§ INFORMATION GIVEN
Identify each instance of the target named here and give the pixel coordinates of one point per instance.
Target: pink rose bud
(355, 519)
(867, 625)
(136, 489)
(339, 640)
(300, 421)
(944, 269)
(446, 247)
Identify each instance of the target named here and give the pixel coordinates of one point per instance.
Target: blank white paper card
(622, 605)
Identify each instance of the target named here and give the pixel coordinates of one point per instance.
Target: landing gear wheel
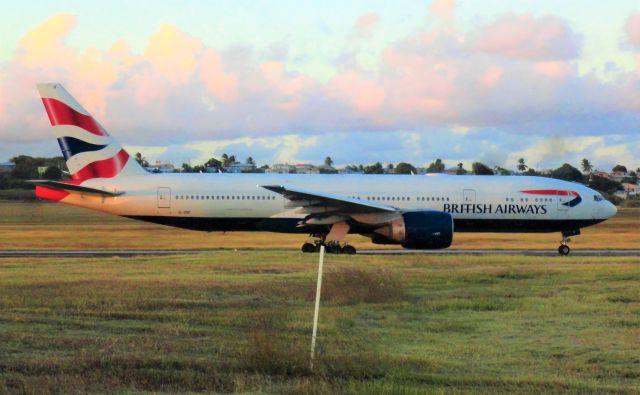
(564, 249)
(349, 250)
(333, 247)
(308, 248)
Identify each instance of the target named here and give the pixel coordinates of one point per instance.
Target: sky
(361, 81)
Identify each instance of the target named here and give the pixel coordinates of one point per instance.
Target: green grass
(241, 322)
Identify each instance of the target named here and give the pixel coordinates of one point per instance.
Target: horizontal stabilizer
(74, 188)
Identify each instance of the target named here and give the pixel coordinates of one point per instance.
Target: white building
(159, 167)
(281, 168)
(238, 167)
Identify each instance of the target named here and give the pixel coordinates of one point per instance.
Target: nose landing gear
(564, 244)
(331, 247)
(564, 249)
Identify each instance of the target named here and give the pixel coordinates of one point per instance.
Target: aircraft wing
(74, 188)
(328, 208)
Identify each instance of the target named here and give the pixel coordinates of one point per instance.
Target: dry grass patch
(351, 286)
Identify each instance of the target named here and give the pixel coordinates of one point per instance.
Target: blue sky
(363, 81)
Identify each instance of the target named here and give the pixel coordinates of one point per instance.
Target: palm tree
(522, 167)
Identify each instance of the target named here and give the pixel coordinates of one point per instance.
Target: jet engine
(420, 230)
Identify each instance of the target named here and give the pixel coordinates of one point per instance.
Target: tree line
(26, 168)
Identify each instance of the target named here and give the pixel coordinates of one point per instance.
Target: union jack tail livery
(88, 149)
(411, 211)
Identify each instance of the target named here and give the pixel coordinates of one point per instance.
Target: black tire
(308, 248)
(564, 250)
(349, 250)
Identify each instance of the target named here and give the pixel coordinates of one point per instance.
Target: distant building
(325, 169)
(6, 167)
(349, 171)
(452, 171)
(629, 190)
(160, 167)
(618, 176)
(238, 167)
(306, 168)
(281, 168)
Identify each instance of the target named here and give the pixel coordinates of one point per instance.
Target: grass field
(241, 321)
(38, 225)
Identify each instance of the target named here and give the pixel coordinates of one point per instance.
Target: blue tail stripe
(71, 146)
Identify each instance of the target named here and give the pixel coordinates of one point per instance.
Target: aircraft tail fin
(86, 146)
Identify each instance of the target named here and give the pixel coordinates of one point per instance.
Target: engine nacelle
(420, 230)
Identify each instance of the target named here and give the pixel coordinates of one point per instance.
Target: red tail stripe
(551, 192)
(61, 114)
(106, 168)
(54, 194)
(50, 194)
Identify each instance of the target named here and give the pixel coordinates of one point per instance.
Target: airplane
(413, 211)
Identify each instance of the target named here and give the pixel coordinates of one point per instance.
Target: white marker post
(315, 314)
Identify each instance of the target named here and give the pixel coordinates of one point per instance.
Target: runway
(129, 253)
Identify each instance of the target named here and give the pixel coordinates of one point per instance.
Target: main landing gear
(564, 244)
(331, 247)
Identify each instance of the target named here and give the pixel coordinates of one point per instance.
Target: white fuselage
(477, 203)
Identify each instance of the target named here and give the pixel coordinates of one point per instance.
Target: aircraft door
(164, 197)
(563, 197)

§ YOUR OBJECTIVE
Print each entry shown above with exact wording and no pictures.

§ EXERCISE SOLUTION
Identify each instance of the target named here and give the pixel coordinates of one point per instance.
Target: pink rose bud
(355, 519)
(867, 625)
(136, 489)
(339, 640)
(300, 421)
(944, 269)
(446, 247)
Identify each instance of the target named here and give the pixel coordinates of one point per instance.
Target: blank white paper card
(622, 605)
Identify each instance of the target named here and give the pixel coordinates of one point per instance.
Target: landing gear wheel
(564, 249)
(349, 250)
(333, 247)
(308, 248)
Identify each instance of the target named here and give the pixel coordinates of one point per instance.
Target: sky
(361, 81)
Identify each instance of the target named here and give the pixel coordinates of one point per instance.
Target: green grass
(241, 322)
Identify each instance of the target named here and give the pixel coordinates of one point per instance.
Target: horizontal stabilizer
(74, 188)
Identify each instance of the target named here and give the pixel coordinates of one point per instance.
Target: white building
(159, 167)
(281, 168)
(238, 167)
Identify each instance of the target named here and give the pixel coordinates of one point per instance.
Target: nose landing gear
(564, 244)
(331, 247)
(564, 249)
Identify each instance of the target named here and give the pixel coordinates of one point per instance.
Target: aircraft wing
(74, 188)
(328, 208)
Identify each instance of the target named here and give the pixel coordinates of one point per instance.
Target: dry grass patch
(351, 286)
Identify each instance of the target named here and give the pixel coordinates of one point per instance.
Target: blue sky
(363, 81)
Identify each instance of the target named here and give the pixel coordinates of one point per instance.
Target: palm tree
(522, 167)
Identify each instance of the target named here and give the pixel coordinates of one point per instance.
Target: jet engine
(420, 230)
Identify each instance of the target named here and give the pixel coordinates of one point per instance.
Target: tree line
(26, 168)
Identify each instance of the target named here and give the pixel coordinates of one point per instance.
Target: union jack tail livery
(88, 149)
(411, 211)
Identify each instance of the target named here and give the pixel coordinates of one point per instance.
Target: black tire
(308, 248)
(564, 250)
(349, 250)
Identify each instance of the target named here and give the pixel coordinates of one point per instance.
Target: distant building
(325, 169)
(6, 167)
(349, 171)
(452, 171)
(629, 190)
(160, 167)
(618, 176)
(238, 167)
(306, 168)
(281, 168)
Identify each instance of the target named here and give the pixel coordinates of one point per instance.
Target: grass field
(241, 321)
(38, 225)
Identify each instance of the target named here and give the pixel coordinates of one point per instance.
Target: blue tail stripe
(71, 146)
Identify each instance of the target named here and give the pixel coordinates of one point per instance.
Target: aircraft tail fin
(86, 146)
Identify each instance of the target named here and give the pixel coordinates of one point per instance.
Target: engine nacelle
(420, 230)
Identify each instance of the target named here and give the pixel coordinates of one point per instance.
Target: red tail stripe
(551, 192)
(61, 114)
(106, 168)
(54, 194)
(50, 194)
Identify each instance of the target named here and give the pixel coordinates of one point per instance.
Target: airplane
(413, 211)
Identify each instance of the target named here and give the pixel coordinates of one point per instance.
Target: white marker post
(315, 314)
Identify each instance of the target named here and give the pixel coordinates of one point per instance.
Target: runway
(129, 253)
Identify each instance of the target named here and give the pixel coordinates of one point per instance.
Target: main landing gear
(564, 244)
(331, 247)
Identify each instance of the target named here and give the pixel coordinates of one point per instance.
Target: white fuselage
(477, 203)
Identify each instance of the target named here and give the pixel coordinates of one point per instance.
Target: aircraft door
(164, 197)
(563, 197)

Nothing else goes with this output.